EXTRAIT À LIRE
= = = = =

Problème de la carpette carrée
Voici le problème, tel qu’il est proposé aux élèves.
Dans un premier temps, l’enseignant reste en retrait pendant que les élèves résolvent le problème. On attend d’eux qu’ils comparent le nombre de carrés gris et le nombre de carrés blancs de chacune des carpettes respectant les conditions, et qu’ils constatent qu’il n’existe aucune carpette qui réponde à la question.
L’enseignant laisse aux enfants un temps de réflexion individuelle, puis il les répartit en groupes pour poursuivre la phase de résolution.
Les démarches
Nous décrivons ci-après quelques démarches qui peuvent être mobilisées par les élèves pour résoudre ce problème. Nous nous appuyons sur le vécu dans les classes où le problème a été proposé. C’est sur la base de cette expérience que nous avons tenté d’anticiper la plupart des situations qui pourraient se présenter dans une classe confrontée à ce problème, certains comportements d’élèves étant extrêmement fréquents, d’autres plus anecdotiques.

= = = = =

DOCUMENTS FOURNIS
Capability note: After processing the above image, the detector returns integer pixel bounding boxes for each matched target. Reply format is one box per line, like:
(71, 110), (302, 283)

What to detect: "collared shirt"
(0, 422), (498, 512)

= = = = =

LISTE DES TÂCHES
1. Dans l'extrait sur la carpette carrée, que fait l'enseignant une fois le temps de réflexion individuelle écoulé ?
2. Recopiez, s'il vous plaît, tout le passage de l'extrait sur la carpette carrée qui va de « Les démarches » jusqu'à « d’autres plus anecdotiques. ».
Appuyez-vous uniquement sur l'extrait.

LISTE DES RÉPONSES
1. Il répartit les élèves en groupes pour poursuivre la phase de résolution.

2.
Les démarches
Nous décrivons ci-après quelques démarches qui peuvent être mobilisées par les élèves pour résoudre ce problème. Nous nous appuyons sur le vécu dans les classes où le problème a été proposé. C’est sur la base de cette expérience que nous avons tenté d’anticiper la plupart des situations qui pourraient se présenter dans une classe confrontée à ce problème, certains comportements d’élèves étant extrêmement fréquents, d’autres plus anecdotiques.